__Problem requirements__.
Check each line of the listing below for the string "foliage", and copy the ones that have it.

__Supplied data__.
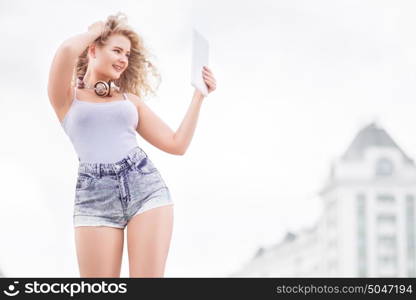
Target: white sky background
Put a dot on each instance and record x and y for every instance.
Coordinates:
(296, 80)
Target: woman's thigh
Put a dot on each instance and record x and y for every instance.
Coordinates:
(148, 241)
(99, 250)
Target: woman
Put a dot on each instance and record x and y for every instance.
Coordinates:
(118, 185)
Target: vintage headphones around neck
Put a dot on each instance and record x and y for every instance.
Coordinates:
(101, 88)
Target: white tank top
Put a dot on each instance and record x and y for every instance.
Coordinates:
(101, 132)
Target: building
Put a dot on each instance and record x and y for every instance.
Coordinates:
(367, 227)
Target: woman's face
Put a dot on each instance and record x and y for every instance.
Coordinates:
(112, 59)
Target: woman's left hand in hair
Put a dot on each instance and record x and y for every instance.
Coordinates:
(209, 79)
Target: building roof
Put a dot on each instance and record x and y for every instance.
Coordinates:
(371, 136)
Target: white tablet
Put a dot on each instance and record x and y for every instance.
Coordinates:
(200, 49)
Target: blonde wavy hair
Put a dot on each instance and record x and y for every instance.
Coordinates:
(137, 78)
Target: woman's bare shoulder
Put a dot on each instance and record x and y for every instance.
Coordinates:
(135, 99)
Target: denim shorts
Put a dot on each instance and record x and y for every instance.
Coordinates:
(110, 194)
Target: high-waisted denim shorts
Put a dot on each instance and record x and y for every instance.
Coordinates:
(110, 194)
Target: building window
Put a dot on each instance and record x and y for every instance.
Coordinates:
(385, 198)
(386, 245)
(411, 235)
(361, 235)
(384, 167)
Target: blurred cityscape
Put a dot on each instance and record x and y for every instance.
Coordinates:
(367, 227)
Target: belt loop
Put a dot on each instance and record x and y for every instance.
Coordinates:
(129, 161)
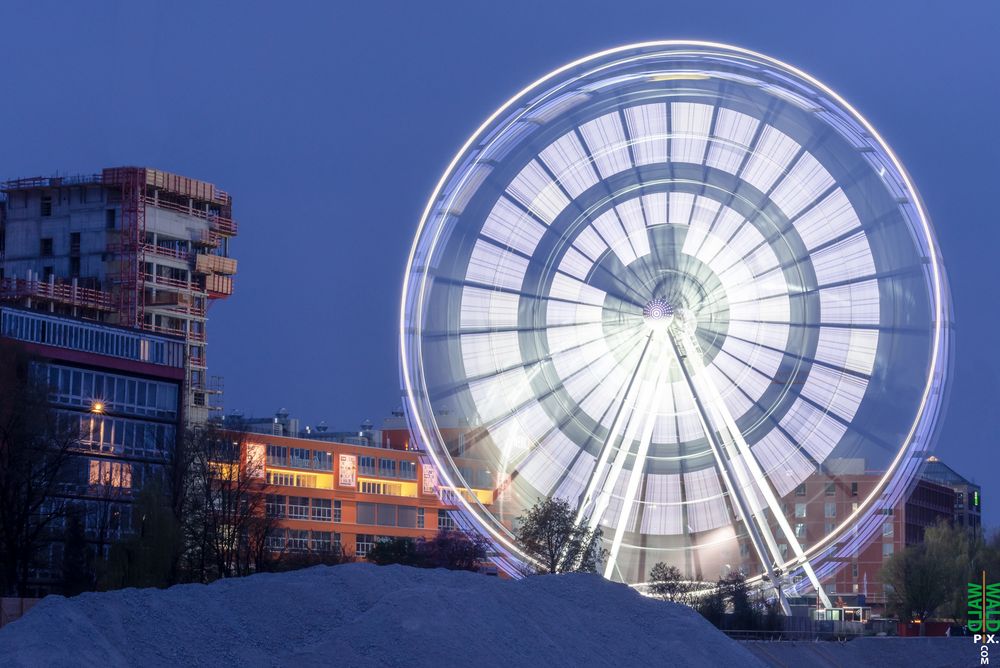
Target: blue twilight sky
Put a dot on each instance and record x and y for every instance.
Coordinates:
(331, 122)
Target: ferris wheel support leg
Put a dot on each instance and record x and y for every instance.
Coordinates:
(637, 468)
(757, 479)
(754, 528)
(628, 398)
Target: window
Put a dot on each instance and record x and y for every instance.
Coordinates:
(386, 514)
(299, 458)
(274, 505)
(408, 470)
(320, 541)
(276, 541)
(364, 543)
(384, 488)
(406, 517)
(285, 479)
(323, 461)
(387, 468)
(298, 507)
(276, 455)
(298, 540)
(110, 474)
(366, 512)
(321, 510)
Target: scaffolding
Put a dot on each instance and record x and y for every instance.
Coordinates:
(152, 279)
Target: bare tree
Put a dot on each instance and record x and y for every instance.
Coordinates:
(35, 449)
(226, 526)
(549, 533)
(668, 583)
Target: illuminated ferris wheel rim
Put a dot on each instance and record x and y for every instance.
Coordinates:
(428, 433)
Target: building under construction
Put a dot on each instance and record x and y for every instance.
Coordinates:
(131, 246)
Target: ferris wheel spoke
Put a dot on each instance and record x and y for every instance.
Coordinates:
(629, 397)
(639, 464)
(753, 477)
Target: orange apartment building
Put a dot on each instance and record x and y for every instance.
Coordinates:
(325, 494)
(818, 505)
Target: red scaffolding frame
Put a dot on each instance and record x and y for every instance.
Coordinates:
(131, 302)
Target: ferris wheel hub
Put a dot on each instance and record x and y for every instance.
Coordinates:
(658, 313)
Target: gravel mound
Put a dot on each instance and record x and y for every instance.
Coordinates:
(364, 615)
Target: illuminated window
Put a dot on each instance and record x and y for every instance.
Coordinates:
(321, 510)
(298, 507)
(323, 461)
(110, 474)
(285, 479)
(384, 488)
(275, 505)
(299, 458)
(276, 455)
(445, 521)
(387, 468)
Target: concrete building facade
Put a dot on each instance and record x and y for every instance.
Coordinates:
(131, 246)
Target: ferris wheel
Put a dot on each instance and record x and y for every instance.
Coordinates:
(672, 283)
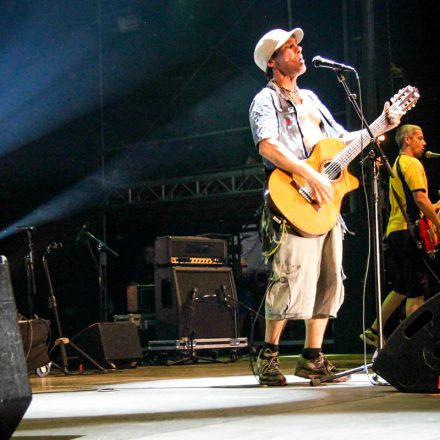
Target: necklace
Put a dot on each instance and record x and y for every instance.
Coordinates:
(289, 92)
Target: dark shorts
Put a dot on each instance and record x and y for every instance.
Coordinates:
(411, 277)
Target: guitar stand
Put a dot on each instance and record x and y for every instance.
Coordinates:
(192, 357)
(318, 381)
(62, 341)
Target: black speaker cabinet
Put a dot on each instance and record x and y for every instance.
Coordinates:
(197, 302)
(15, 392)
(410, 360)
(111, 344)
(35, 335)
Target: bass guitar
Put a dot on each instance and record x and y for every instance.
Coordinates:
(427, 236)
(294, 198)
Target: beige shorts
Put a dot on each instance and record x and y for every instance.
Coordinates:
(307, 277)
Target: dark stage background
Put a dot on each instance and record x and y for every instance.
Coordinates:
(98, 96)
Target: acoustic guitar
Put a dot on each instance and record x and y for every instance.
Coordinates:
(294, 198)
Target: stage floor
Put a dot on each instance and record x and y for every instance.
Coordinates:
(213, 400)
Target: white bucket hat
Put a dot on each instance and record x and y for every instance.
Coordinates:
(272, 41)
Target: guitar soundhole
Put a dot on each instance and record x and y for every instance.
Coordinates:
(332, 170)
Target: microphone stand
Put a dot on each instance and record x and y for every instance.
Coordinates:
(62, 341)
(102, 249)
(30, 268)
(376, 232)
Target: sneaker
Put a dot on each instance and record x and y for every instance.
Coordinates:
(317, 369)
(268, 369)
(371, 338)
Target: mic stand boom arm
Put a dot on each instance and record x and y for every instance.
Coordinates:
(376, 235)
(102, 281)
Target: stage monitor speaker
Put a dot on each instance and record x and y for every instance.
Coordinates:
(410, 360)
(111, 344)
(15, 391)
(195, 302)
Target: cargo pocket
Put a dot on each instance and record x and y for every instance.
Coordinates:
(283, 293)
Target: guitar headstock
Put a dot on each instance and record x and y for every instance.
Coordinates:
(405, 99)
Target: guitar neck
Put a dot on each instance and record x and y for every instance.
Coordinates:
(344, 157)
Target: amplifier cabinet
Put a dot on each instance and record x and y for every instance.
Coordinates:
(171, 250)
(195, 302)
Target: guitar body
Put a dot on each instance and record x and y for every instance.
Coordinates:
(308, 218)
(427, 235)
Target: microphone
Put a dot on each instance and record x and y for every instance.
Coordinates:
(54, 245)
(26, 228)
(322, 62)
(82, 231)
(431, 155)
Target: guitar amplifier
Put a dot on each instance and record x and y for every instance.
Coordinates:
(190, 250)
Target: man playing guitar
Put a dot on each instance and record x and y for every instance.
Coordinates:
(306, 282)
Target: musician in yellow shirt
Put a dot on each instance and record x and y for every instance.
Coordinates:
(410, 186)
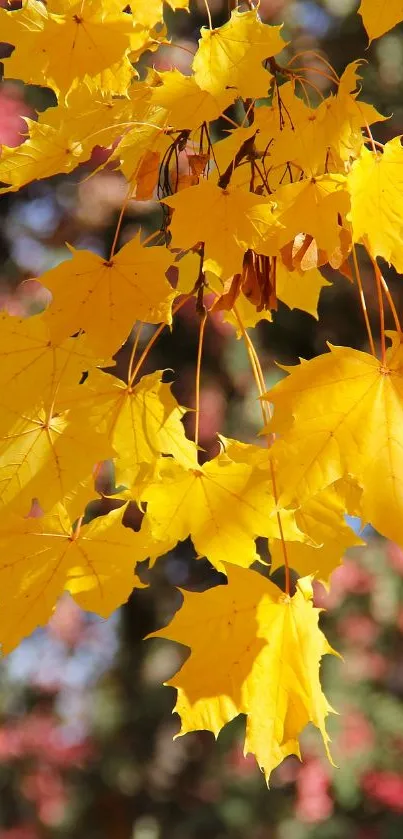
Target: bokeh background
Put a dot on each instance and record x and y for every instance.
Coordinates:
(86, 729)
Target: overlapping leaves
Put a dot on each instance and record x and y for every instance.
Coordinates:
(252, 218)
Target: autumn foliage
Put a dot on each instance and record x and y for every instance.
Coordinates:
(295, 185)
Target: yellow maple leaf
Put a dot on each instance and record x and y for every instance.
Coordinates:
(322, 518)
(45, 152)
(35, 365)
(46, 455)
(254, 651)
(42, 557)
(313, 206)
(318, 140)
(232, 56)
(223, 505)
(81, 41)
(300, 289)
(150, 12)
(227, 226)
(378, 16)
(105, 297)
(141, 421)
(375, 184)
(340, 413)
(186, 104)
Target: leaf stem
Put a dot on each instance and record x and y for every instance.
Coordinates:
(266, 414)
(154, 338)
(203, 322)
(362, 301)
(120, 219)
(380, 306)
(210, 22)
(134, 350)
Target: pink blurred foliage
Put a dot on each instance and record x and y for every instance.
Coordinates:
(356, 735)
(359, 630)
(365, 665)
(39, 735)
(28, 297)
(394, 555)
(348, 578)
(314, 803)
(386, 788)
(46, 789)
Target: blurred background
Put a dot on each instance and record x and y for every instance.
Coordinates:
(86, 730)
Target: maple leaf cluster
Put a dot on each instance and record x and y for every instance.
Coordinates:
(252, 218)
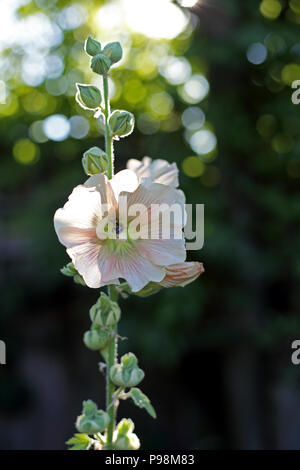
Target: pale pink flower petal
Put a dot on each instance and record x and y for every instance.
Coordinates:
(104, 261)
(162, 252)
(82, 210)
(159, 171)
(129, 264)
(125, 180)
(100, 184)
(182, 274)
(85, 259)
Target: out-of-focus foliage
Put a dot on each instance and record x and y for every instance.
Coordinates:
(210, 89)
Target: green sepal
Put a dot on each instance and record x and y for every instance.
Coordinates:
(88, 96)
(113, 51)
(100, 64)
(95, 161)
(70, 271)
(142, 401)
(92, 47)
(80, 442)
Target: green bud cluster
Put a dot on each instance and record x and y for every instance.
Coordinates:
(70, 271)
(125, 439)
(91, 420)
(121, 123)
(95, 161)
(127, 373)
(88, 96)
(103, 59)
(104, 315)
(105, 312)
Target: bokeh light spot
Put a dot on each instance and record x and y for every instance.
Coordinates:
(257, 53)
(203, 141)
(176, 70)
(154, 18)
(56, 127)
(195, 89)
(211, 176)
(193, 166)
(161, 103)
(270, 9)
(79, 127)
(26, 152)
(37, 133)
(193, 118)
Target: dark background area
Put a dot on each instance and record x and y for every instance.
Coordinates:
(217, 354)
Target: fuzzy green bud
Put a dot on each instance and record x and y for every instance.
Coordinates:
(125, 439)
(95, 161)
(113, 51)
(121, 123)
(96, 338)
(92, 420)
(105, 312)
(127, 373)
(100, 64)
(88, 96)
(70, 271)
(92, 47)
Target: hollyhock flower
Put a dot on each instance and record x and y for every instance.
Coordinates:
(102, 258)
(158, 170)
(180, 274)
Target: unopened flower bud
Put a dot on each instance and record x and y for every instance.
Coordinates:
(121, 123)
(70, 271)
(100, 64)
(96, 339)
(124, 437)
(105, 312)
(92, 47)
(95, 161)
(127, 373)
(150, 289)
(92, 420)
(113, 51)
(88, 96)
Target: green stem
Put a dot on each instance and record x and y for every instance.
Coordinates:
(110, 387)
(113, 293)
(108, 138)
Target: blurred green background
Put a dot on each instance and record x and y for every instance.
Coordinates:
(209, 83)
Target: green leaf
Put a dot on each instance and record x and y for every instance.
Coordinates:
(142, 401)
(92, 47)
(88, 96)
(79, 442)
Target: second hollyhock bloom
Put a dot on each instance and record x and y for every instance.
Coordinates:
(102, 259)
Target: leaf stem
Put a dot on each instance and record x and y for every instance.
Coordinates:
(108, 138)
(113, 293)
(110, 388)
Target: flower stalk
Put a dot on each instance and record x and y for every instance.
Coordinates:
(108, 138)
(100, 258)
(113, 293)
(111, 407)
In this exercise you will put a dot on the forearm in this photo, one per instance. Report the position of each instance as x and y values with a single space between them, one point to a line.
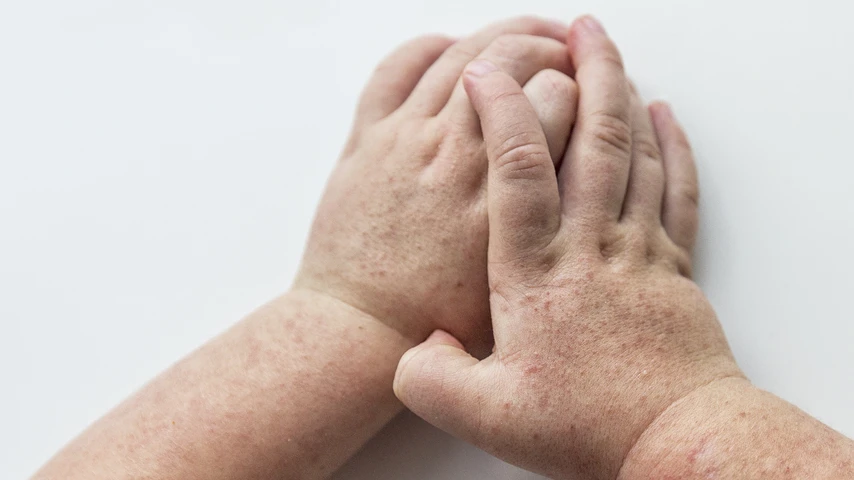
290 392
733 430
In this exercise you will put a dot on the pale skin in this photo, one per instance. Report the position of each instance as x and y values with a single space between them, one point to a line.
609 362
583 267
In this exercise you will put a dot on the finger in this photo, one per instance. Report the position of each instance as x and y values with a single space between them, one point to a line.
679 213
440 382
554 97
595 172
522 195
521 57
433 91
396 76
646 178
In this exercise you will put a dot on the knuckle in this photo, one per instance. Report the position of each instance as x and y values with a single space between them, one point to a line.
511 46
524 23
686 193
611 57
555 86
647 146
521 154
611 133
681 140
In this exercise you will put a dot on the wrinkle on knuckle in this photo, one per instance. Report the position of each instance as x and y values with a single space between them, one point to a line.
611 58
524 159
610 132
646 146
510 46
686 194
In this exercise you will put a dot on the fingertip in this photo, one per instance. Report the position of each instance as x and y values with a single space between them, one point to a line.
437 338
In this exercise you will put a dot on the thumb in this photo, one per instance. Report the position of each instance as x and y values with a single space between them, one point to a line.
522 191
442 384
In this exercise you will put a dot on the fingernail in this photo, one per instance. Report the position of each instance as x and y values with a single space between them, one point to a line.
479 68
592 25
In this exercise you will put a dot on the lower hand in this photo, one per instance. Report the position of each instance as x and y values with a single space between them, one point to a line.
598 327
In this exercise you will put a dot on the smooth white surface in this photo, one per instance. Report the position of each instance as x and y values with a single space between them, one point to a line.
160 162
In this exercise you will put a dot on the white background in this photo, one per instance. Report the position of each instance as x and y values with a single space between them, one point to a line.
160 162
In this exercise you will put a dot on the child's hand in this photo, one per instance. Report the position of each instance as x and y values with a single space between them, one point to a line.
598 327
401 232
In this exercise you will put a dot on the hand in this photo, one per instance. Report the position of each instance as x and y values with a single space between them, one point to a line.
401 232
598 327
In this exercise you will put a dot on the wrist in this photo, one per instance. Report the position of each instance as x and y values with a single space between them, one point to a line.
732 429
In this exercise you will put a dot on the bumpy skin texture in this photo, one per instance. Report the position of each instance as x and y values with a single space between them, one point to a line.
598 327
401 232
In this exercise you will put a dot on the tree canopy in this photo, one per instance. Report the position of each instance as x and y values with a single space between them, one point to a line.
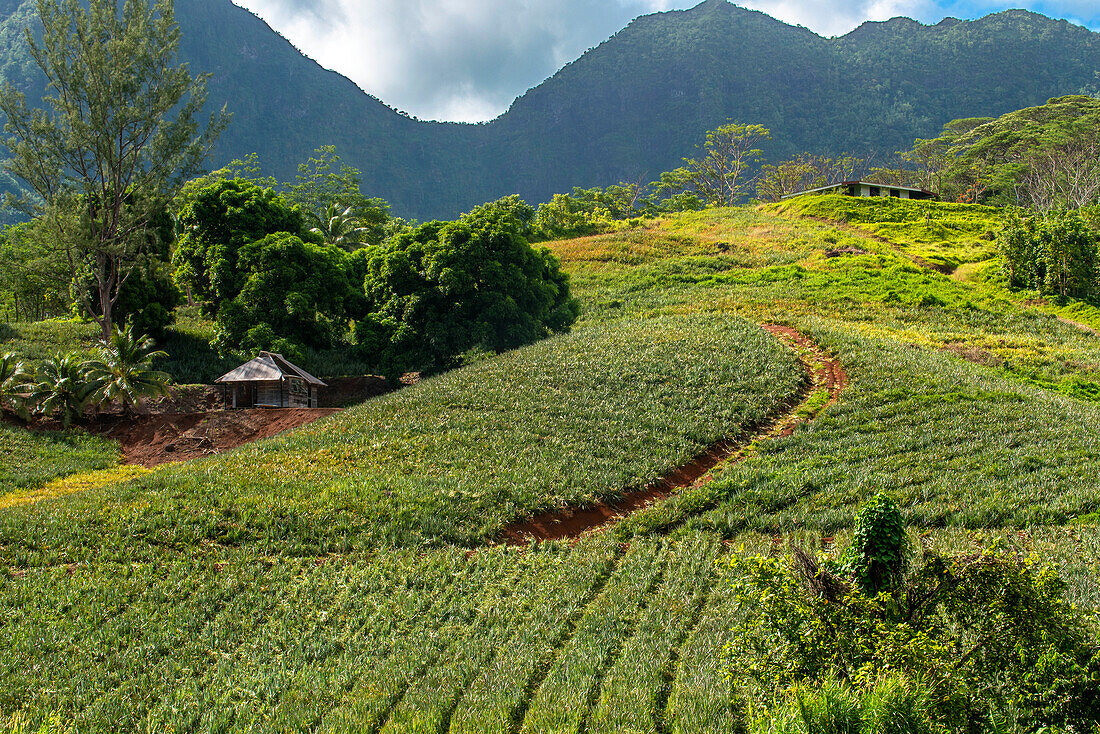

__Exercise response__.
Target: autumn foliage
Target: pink blurred foliage
Target: out-of-focus foliage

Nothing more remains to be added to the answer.